▶ HOW TO COMPLETE THIS TASK: Look below for the line holding "Target: dark blurred background" and the line holding "Target: blue wall". Transcribe exactly those lines and all lines between them, nothing more.

▶ RECORDS TO USE:
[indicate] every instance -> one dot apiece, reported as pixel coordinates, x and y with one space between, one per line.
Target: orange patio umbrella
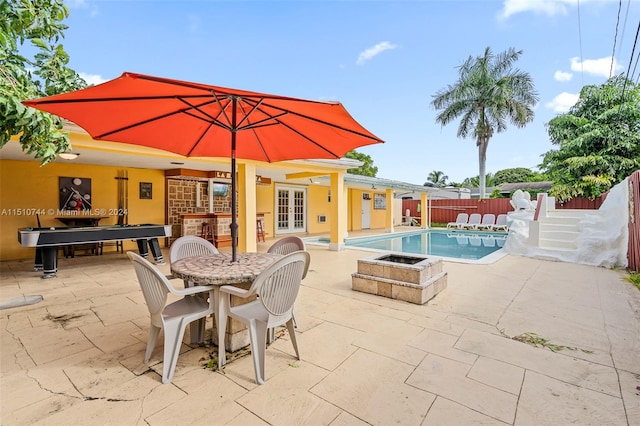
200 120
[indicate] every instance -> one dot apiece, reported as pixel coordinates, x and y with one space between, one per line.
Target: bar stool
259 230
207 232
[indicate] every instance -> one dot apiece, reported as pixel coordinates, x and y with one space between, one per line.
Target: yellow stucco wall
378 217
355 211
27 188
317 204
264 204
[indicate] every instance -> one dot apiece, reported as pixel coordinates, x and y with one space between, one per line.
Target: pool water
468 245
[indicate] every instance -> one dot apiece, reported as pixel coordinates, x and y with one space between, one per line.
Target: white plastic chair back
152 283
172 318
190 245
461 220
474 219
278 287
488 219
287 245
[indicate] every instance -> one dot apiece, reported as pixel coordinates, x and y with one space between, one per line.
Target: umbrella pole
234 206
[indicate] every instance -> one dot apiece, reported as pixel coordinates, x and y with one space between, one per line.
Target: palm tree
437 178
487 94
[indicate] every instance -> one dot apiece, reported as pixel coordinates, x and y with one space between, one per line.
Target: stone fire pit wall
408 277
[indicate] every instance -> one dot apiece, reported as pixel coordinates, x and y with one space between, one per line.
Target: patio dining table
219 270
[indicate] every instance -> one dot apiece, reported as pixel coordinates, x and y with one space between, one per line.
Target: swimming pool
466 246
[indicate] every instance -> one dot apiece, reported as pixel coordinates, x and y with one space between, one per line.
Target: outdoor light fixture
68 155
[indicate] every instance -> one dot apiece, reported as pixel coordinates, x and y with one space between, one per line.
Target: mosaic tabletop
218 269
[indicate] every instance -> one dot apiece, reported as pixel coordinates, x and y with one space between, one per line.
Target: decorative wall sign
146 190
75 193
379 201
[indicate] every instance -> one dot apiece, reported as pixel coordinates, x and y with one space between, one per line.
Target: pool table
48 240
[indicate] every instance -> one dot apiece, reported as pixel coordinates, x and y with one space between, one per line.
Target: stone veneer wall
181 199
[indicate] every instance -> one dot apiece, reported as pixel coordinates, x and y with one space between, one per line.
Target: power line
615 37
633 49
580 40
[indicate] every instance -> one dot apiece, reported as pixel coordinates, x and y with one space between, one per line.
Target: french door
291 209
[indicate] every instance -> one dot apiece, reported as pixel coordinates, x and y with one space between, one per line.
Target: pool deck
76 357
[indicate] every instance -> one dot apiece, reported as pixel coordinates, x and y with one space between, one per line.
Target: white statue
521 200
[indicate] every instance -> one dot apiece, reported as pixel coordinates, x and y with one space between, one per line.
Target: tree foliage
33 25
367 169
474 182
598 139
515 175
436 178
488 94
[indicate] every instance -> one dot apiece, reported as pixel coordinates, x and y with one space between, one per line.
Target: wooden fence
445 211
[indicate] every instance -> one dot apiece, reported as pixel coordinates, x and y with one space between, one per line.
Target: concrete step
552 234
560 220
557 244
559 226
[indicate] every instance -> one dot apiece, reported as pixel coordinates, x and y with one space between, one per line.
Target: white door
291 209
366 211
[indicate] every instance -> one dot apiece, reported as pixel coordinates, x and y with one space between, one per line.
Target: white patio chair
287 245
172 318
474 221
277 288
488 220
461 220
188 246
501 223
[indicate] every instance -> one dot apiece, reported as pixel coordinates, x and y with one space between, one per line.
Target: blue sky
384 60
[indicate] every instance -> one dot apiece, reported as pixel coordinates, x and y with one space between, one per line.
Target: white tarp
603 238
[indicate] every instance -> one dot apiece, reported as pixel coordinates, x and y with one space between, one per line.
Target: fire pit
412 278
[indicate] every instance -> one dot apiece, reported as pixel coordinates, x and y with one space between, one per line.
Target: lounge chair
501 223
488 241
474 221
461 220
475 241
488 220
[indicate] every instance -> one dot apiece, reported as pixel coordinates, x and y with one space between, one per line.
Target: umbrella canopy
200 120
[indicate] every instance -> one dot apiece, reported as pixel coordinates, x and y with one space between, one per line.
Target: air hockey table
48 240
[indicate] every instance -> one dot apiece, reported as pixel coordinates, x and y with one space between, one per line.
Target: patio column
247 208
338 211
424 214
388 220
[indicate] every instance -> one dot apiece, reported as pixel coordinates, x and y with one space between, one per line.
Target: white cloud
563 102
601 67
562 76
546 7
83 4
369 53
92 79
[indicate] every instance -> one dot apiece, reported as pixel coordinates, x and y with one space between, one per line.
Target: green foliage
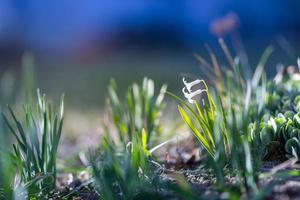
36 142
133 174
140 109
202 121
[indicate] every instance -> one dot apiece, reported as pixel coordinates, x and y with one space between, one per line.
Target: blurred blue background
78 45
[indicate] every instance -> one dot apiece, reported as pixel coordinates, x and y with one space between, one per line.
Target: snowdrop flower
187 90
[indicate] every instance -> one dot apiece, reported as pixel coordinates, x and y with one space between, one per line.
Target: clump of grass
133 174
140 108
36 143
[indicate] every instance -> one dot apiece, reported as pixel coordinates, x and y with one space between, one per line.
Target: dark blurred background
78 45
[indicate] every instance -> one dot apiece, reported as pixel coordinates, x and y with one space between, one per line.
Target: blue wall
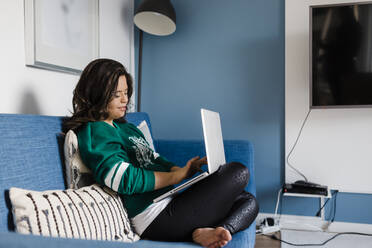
...
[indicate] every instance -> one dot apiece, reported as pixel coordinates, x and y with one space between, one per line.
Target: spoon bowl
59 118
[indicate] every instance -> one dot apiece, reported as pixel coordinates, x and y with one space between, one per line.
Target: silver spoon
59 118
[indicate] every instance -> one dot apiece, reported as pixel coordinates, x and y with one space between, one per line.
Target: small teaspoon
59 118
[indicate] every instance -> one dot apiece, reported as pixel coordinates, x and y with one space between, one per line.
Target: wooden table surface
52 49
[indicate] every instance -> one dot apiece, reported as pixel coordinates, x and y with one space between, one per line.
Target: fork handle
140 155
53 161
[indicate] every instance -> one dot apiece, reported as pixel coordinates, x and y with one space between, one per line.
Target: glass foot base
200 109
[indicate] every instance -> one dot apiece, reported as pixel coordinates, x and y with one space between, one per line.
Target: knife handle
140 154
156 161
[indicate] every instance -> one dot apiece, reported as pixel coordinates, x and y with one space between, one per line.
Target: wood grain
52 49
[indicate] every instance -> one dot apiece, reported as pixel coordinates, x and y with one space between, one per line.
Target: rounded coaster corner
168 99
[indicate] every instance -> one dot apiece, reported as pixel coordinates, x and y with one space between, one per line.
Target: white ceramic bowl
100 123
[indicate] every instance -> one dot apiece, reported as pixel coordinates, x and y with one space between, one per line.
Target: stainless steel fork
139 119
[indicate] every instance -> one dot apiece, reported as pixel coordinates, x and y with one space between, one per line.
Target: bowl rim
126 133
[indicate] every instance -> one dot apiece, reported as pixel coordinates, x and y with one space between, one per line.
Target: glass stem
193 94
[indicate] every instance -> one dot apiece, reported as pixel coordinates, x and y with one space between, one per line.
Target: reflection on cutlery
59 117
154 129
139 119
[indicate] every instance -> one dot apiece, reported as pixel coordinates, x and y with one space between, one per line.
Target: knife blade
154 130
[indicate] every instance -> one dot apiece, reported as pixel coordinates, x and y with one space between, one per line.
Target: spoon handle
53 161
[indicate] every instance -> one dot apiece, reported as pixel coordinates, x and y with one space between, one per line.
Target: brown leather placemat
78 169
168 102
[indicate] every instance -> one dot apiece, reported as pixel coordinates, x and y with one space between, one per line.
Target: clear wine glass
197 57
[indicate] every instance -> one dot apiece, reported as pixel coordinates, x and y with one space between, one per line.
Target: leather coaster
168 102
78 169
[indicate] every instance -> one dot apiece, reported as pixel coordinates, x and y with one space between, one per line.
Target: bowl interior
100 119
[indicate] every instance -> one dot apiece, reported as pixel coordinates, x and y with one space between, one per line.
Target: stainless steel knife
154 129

▶ EXERCISE RESPONSE:
Target: dark blurred background
78 45
[indicate] every instance -> one dot apiece, reported as pixel coordinates, x and y with one space between, one per line.
Target: blue wall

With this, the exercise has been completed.